### Task details
Replace every "handbag" in the lines below with "purse", keep everything else the same, and write the lines out again. Leave the pictures out.

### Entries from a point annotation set
- - - - -

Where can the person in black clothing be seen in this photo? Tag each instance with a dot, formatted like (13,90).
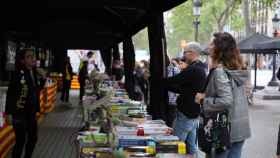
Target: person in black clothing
(117,70)
(22,103)
(67,77)
(187,83)
(278,142)
(83,75)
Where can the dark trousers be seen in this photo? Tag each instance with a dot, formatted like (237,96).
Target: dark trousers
(82,90)
(65,90)
(26,131)
(171,114)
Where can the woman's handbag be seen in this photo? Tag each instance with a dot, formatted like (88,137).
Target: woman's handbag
(214,132)
(214,129)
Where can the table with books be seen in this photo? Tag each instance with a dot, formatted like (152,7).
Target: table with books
(118,127)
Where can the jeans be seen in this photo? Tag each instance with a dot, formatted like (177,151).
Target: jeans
(65,90)
(26,131)
(233,152)
(186,128)
(82,90)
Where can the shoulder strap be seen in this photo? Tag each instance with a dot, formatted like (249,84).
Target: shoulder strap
(208,78)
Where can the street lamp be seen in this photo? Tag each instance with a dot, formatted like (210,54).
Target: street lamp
(196,12)
(275,23)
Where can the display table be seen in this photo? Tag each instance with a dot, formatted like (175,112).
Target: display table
(117,125)
(74,83)
(47,101)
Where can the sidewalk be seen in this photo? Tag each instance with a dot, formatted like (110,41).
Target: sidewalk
(265,116)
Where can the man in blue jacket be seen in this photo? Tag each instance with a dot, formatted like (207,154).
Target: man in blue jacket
(187,83)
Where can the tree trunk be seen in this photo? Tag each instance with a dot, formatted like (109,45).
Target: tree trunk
(245,9)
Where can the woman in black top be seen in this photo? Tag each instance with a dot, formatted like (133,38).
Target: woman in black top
(22,103)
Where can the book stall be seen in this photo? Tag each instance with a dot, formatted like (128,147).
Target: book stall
(118,127)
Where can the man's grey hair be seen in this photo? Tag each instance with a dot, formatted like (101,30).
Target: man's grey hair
(193,47)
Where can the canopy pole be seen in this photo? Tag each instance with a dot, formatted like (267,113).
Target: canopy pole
(129,64)
(255,77)
(158,95)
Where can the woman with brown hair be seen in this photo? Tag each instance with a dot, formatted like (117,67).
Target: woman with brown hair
(225,91)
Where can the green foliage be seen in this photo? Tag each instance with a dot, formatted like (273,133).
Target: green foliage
(180,22)
(140,40)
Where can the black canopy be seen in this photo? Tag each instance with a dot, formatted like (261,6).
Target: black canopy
(273,44)
(90,24)
(247,45)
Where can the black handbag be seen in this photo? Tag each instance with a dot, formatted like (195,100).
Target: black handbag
(214,132)
(214,129)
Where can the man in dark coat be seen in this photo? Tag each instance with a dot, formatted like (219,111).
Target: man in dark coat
(83,76)
(187,83)
(22,103)
(66,78)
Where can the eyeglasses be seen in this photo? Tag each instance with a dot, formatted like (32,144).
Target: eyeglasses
(188,51)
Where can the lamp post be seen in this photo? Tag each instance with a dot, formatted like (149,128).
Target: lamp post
(196,12)
(275,22)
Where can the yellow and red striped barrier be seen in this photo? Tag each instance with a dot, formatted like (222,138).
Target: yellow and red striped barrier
(47,101)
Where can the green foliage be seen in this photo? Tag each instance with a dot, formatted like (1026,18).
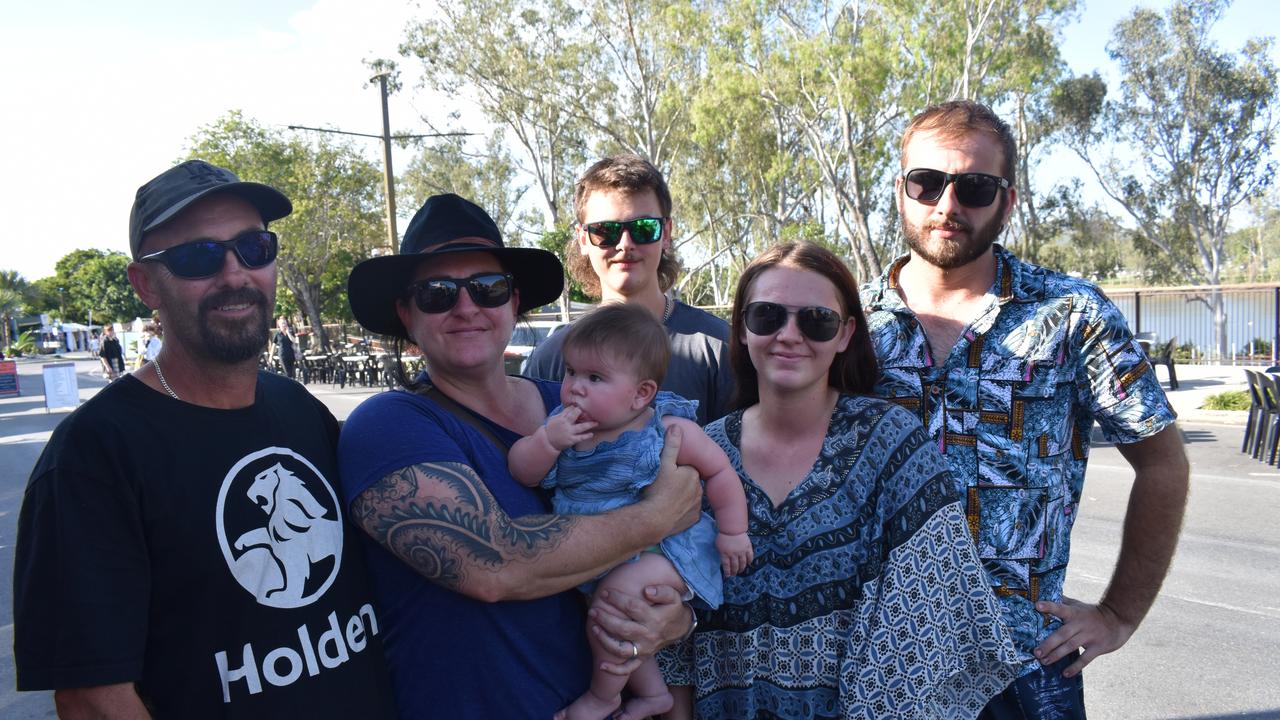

- - - - -

### Output
Where can the person in black clothing be seen in this photo? Tag each instance with a dot, formatted like (13,90).
Target: person in black clothing
(117,70)
(22,103)
(67,77)
(187,83)
(278,142)
(83,75)
Where can the dark trousers be seen in this photo? Tag each instance with a dot, formatted like (237,96).
Target: dark trousers
(82,90)
(65,90)
(26,131)
(171,114)
Where can the woman's purse be seen in this photo? Tag each instance with a dot, formatted like (88,137).
Target: woman's purse
(214,132)
(214,129)
Where can the table with books be seen in this photo? Tag each instance with a dot, formatted like (152,7).
Target: table with books
(118,127)
Where can the jeans be seen in this photo? Tag each instance with a dot, formatted like (177,151).
Target: jeans
(65,90)
(26,131)
(233,152)
(186,128)
(82,90)
Where can the shoulder strap be seen in this photo? Tag each instance with a dot, formatted like (249,84).
Target: shoulder strap
(208,78)
Where can the street lamp be seen in this photo? Tag each instance with a dot, formatted like (210,54).
Target: street lamp
(196,12)
(275,23)
Where can the display table be seen in this photo? Tag each instance with a dot, formatted like (175,112).
Target: display table
(117,125)
(74,83)
(47,101)
Where can the sidewalk be seen in this photo? Tag each instance with a dot, formatted like (110,41).
Target: sidewalk
(265,116)
Where can the man in blue jacket be seen in this photo? Tag each instance with a dot, formatted like (207,154).
Target: man in blue jacket
(187,83)
Where can the tree trunk be seen in this photo? Tag each instance with a dot, formatted like (109,45).
Target: tree trunk
(245,9)
Where can the woman in black top be seen in this photo? Tag each instance with a dot, formatted like (133,38).
Target: woman in black top
(22,103)
Where can the book stall be seen in this photo? Tag each instance with a dot, formatted like (128,147).
Target: book stall
(118,127)
Where can the man's grey hair be seen in this photo? Tag each instance with a dot, formatted like (101,30).
Target: man's grey hair
(193,47)
Where can the canopy pole be seen in this photo? Tag each instance with a dot, formatted like (267,113).
Target: canopy pole
(129,64)
(255,77)
(158,95)
Where can the woman with brown hair be seen in this photo? Tag each instance with a dot, formatted like (117,67).
Target: woman with brown hair
(225,91)
Where can the green foliage be seen in this photo? Tag each instance with a dot, formatted like (273,133).
Target: green foliage
(180,22)
(140,40)
Where can the black canopy be seen in this photo? Tag each instance with a dot, formatted like (261,6).
Target: black canopy
(273,44)
(90,24)
(247,45)
Where can the black purse be seen in this photo? Tag each instance with a dot, formatted like (195,100).
Target: black purse
(214,132)
(214,129)
Where can the man in dark coat be seen in this photo? Tag each instance with a dot, formatted like (219,111).
Target: man in dark coat
(83,76)
(187,83)
(22,103)
(66,78)
Where can the eyeglasses be seen in this photo? Tag each instance with a dot, formatted like (32,144).
Target: eyeglasses
(188,51)
Where can the lamp post be seen in this photo? Tag each instance with a dot, formatted like (149,128).
Target: lamp post
(196,12)
(275,22)
Where can the yellow and red striped barrier be seen in this photo? Tag each instance with a dot, formatted like (222,138).
Target: yellow and red striped barrier
(47,101)
Where can the green foliage be seen in this photo? Tag each instance with a dot, formatted like (1026,18).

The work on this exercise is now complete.